_Instructions to follow_
Copy every entry exactly as given, minus the images.

(Entries from a pointing dataset)
------

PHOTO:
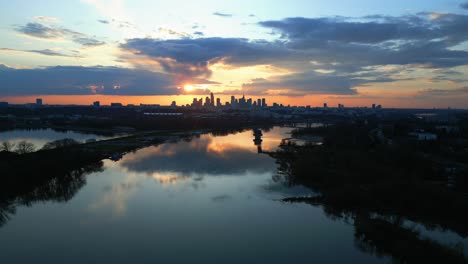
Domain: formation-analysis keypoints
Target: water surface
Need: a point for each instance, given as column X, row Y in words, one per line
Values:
column 212, row 199
column 39, row 137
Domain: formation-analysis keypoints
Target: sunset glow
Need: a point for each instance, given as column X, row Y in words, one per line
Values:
column 285, row 53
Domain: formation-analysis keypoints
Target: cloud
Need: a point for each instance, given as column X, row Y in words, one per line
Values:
column 73, row 80
column 47, row 19
column 424, row 39
column 46, row 52
column 173, row 33
column 463, row 91
column 192, row 57
column 222, row 14
column 88, row 42
column 38, row 30
column 302, row 84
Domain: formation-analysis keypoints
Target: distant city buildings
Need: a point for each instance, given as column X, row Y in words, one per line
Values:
column 235, row 103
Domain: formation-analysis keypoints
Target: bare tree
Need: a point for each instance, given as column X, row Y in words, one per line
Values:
column 24, row 147
column 7, row 146
column 61, row 143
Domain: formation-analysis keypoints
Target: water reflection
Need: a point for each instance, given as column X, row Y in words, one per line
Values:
column 206, row 155
column 44, row 187
column 39, row 137
column 214, row 198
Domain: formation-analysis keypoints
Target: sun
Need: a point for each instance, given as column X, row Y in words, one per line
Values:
column 188, row 88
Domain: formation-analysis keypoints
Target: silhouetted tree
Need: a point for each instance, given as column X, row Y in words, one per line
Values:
column 61, row 143
column 24, row 147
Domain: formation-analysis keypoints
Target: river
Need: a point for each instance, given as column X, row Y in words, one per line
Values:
column 211, row 199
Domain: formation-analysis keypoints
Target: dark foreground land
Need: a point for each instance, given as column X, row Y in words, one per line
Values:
column 371, row 170
column 371, row 173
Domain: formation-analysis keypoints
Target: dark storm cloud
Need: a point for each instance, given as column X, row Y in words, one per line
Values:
column 73, row 80
column 314, row 32
column 311, row 83
column 41, row 31
column 193, row 56
column 222, row 14
column 378, row 40
column 463, row 91
column 196, row 157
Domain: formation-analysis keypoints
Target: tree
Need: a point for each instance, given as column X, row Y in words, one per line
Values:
column 24, row 147
column 7, row 146
column 61, row 143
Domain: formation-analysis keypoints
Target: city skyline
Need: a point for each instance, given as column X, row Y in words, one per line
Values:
column 404, row 55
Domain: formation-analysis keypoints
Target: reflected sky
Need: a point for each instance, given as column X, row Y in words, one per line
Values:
column 39, row 137
column 210, row 200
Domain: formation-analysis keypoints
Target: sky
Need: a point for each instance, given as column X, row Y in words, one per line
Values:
column 298, row 52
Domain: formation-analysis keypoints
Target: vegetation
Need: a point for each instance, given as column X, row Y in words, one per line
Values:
column 380, row 185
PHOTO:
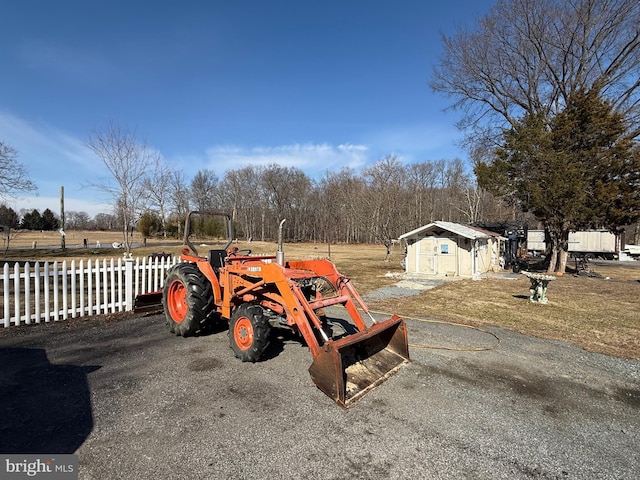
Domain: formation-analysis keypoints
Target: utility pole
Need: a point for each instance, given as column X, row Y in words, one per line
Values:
column 62, row 242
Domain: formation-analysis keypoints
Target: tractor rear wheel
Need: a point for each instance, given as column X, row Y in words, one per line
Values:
column 187, row 299
column 249, row 332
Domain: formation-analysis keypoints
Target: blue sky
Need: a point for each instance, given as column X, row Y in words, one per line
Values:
column 219, row 85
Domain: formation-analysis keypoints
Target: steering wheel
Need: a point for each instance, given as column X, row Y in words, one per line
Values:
column 236, row 252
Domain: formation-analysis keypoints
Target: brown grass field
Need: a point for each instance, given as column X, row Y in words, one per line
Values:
column 597, row 314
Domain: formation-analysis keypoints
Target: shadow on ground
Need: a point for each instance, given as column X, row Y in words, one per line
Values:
column 46, row 408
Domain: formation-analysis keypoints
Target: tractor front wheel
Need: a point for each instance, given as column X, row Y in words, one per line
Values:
column 187, row 298
column 249, row 332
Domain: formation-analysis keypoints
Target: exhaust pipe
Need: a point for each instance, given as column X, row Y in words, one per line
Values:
column 280, row 252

------

_Answer below_
PHOTO:
Domain: formation-analysis keypoints
Target: water surface
Need: a point for each instance, given as column X, row Y in words, one per line
Values:
column 212, row 199
column 39, row 137
Domain: formation-analysis keypoints
Target: sunset glow
Need: a point for each instance, given as column X, row Y in words, one per line
Values:
column 285, row 53
Domain: formation-analysis keypoints
Target: cloud
Need: a point for each instance, given as column X, row Y in words, one per line
Values:
column 73, row 80
column 47, row 19
column 424, row 39
column 46, row 52
column 173, row 33
column 463, row 91
column 192, row 57
column 222, row 14
column 88, row 42
column 38, row 30
column 302, row 84
Domain: formation-analysis keypoints
Target: distant city buildings
Need: a point for each instance, given as column X, row Y in words, one per line
Values:
column 235, row 103
Domain: formation-analysis keypoints
Target: bare tree
Need: a point for each instance, given as column X, row Y in words, one per line
Values:
column 24, row 147
column 7, row 146
column 61, row 143
Domain: formation-analysis keypoints
Target: water reflection
Need: a point for each instance, given as column X, row Y in words, one per line
Values:
column 206, row 155
column 44, row 187
column 39, row 137
column 214, row 198
Domain: formation-analysis keypoints
Target: sun
Need: a point for each instance, given as column X, row Y in words, one per line
Values:
column 188, row 88
Domain: formation-analysis keypoints
Target: silhouetted tree
Need: a point for each instance, given as column X, row Y in words, one per line
Values:
column 61, row 143
column 24, row 147
Domain: formation-analysis keypoints
Target: river
Need: a point for each instance, given as column X, row Y in words, one per line
Values:
column 211, row 199
Domain: formation-analysis keypoints
Target: dark foreground land
Need: a point for each instance, given as column X, row Y in words, one per line
Values:
column 371, row 170
column 371, row 173
Domain: formation-analysis keypoints
Target: dark storm cloud
Need: a point for each instance, given as column X, row Y in words, one per line
Values:
column 73, row 80
column 314, row 32
column 311, row 83
column 41, row 31
column 193, row 56
column 222, row 14
column 378, row 40
column 463, row 91
column 196, row 157
Domain: formation-analysis keypoints
Target: tree
Need: a point for each instance, given as column X, row Y in words, one per line
Values:
column 24, row 147
column 7, row 146
column 61, row 143
Domain: formation-analysis keypoints
Target: city skyline
Need: a point for each instance, given as column X, row Y in words, one per line
Values:
column 404, row 55
Domain: formation-analysis keypoints
Target: reflected sky
Need: a point for each instance, given as column X, row Y in words, one per line
Values:
column 39, row 137
column 210, row 200
Domain: formation-analysis keypoints
Target: sky
Need: a point for each instance, given as column X, row Y in words, one per line
Values:
column 298, row 52
Domain: formation-analysis keypoints
Target: vegetation
Need: a point for each instance, given as column X, row Y in words, one per line
Values:
column 380, row 185
PHOTO:
Domain: formation-analysis keypoints
Target: utility pole
Need: a point for each instance, given as column X, row Y in words, one per line
Values:
column 62, row 242
Domain: formation-analysis keypoints
Target: tractor rear wheel
Need: a point for each instance, given as column X, row Y in words, one per line
Values:
column 187, row 299
column 249, row 332
Domain: formation-analysis keypoints
Target: blue sky
Need: a point for each instance, given as column X, row Y in words, one per line
Values:
column 219, row 85
Domain: formation-analysis keypoints
Target: steering wheel
Need: a point for each instance, given as column X, row Y in words, one per line
Values:
column 236, row 252
Domain: formation-analysis keypoints
Target: brown grass field
Need: a point for each instance, given as column X, row Y in words, one per line
Values:
column 597, row 314
Domain: formation-analysis keypoints
Target: shadow on ground
Need: a point for each instance, given as column X, row Y in words, one per line
Values:
column 46, row 408
Domain: formation-analysis keypoints
Target: tractor front wheel
Need: a point for each instance, given as column X, row Y in words, one per line
Values:
column 187, row 298
column 249, row 332
Domain: formation-analysis keypoints
Target: exhaust pipe
Need: a point for each instance, given as column X, row Y in words, one per line
Values:
column 280, row 252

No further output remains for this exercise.